::: EXTRAIT CHOISI :::

Vie et mort de l'homme qui tua John F. Kennedy

Auteur : Anne-James Chaton
Editeur : P.O.L
Sélection Rue des Livres

Le 22 novembre 1963, à 10h45 GMT, Lee Harvey Oswald abat de trois balles de fusil Carcano le 35ème président des Etats-Unis d’Amérique John Fitzgerald Kennedy. Sept jours plus tard, Lyndon Johnson crée la commission Warren, chargée de faire la lumière sur les circonstances de cet assassinat. Elle rend ses conclusions en septembre 1964 : 888 pages extraites des 26 volumes d’auditions et de pièces à conviction accumulées.
Pour écrire cette biographie romanesque de Lee Harvey Oswald, Anne-James Chaton a dépouillé les minutes des interrogatoires menés par la commission, ne retenant que les témoins ayant directement connu Oswald ou assisté à l’assassinat, soit 267 entretiens, plus de 10.000 pages. Le roman est exclusivement construit à partir de cette base documentaire. Les informations recueillies par l’examen de cette archive vivante sont méticuleusement prélevées et organisées afin de reconstituer la vie de Lee Harvey Oswald sur la seule base de ces témoignages. Le livre prend la forme d’une biographie mais très vite l’oralité bouscule la narration. Les voix des témoins surgissent dans le texte. Tout s’accélère.
Jusqu’à faire entendre les dialogues réels, ceux des témoignages. La dimension sonore du livre s’affirme encore avec la retranscription des enregistrements radios des voitures de police au moment de l’assassinat. Plus le lecteur s’approche d’une fin qu’il sait inéluctable et plus le phrasé du récit se dépouille pour laisser place à la parole vivante des témoins.
La dernière partie du livre, consacrée aux interrogatoires de polices dans le commissariat de Dallas, tient quasi exclusivement à la restitution des séances d’identification et des débats entre le commissaire de police et l’assassin.
La biographie a lentement muté en thriller, puis en tragédie. Le réel cède le pas à la possibilité de la fiction.

:::

• _CONSIGNES_
a. Recopiez le passage de la présentation du roman qui commence par "Jusqu’à faire entendre" et se termine par "vivante des témoins.".
b. Relevez toutes les quantités de documents (pages, volumes, entretiens) mentionnées dans la présentation du roman.

::: DONNÉES FOURNIES :::

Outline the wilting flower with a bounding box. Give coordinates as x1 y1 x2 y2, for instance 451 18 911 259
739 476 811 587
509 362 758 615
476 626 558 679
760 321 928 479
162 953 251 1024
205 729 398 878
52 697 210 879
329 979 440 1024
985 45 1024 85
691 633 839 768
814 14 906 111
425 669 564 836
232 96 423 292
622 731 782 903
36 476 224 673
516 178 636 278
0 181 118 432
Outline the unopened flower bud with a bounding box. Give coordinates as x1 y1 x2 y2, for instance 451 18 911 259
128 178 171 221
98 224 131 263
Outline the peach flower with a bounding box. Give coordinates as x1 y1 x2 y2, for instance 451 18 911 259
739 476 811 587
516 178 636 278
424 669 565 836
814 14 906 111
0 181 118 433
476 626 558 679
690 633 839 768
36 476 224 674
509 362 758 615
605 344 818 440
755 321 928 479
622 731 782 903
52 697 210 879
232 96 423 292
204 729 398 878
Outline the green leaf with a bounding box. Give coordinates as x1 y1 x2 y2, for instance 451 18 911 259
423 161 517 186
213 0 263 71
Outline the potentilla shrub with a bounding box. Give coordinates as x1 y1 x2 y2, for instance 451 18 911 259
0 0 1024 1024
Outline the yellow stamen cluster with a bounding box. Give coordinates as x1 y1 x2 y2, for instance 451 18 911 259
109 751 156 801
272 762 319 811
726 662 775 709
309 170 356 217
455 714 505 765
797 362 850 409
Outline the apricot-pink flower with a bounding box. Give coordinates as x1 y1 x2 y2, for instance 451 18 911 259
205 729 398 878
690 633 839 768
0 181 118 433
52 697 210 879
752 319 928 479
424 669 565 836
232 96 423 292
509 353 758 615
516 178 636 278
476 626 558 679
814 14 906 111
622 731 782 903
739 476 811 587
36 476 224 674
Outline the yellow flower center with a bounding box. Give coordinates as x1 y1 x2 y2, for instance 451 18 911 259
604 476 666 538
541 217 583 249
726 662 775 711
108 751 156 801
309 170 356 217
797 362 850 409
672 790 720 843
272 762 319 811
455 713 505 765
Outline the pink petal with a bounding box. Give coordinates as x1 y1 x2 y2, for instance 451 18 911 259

:::

• _RÉPONSES_
a.
Jusqu’à faire entendre les dialogues réels, ceux des témoignages. La dimension sonore du livre s’affirme encore avec la retranscription des enregistrements radios des voitures de police au moment de l’assassinat. Plus le lecteur s’approche d’une fin qu’il sait inéluctable et plus le phrasé du récit se dépouille pour laisser place à la parole vivante des témoins.

b.
888 pages
26 volumes d'auditions et de pièces à conviction
267 entretiens
plus de 10.000 pages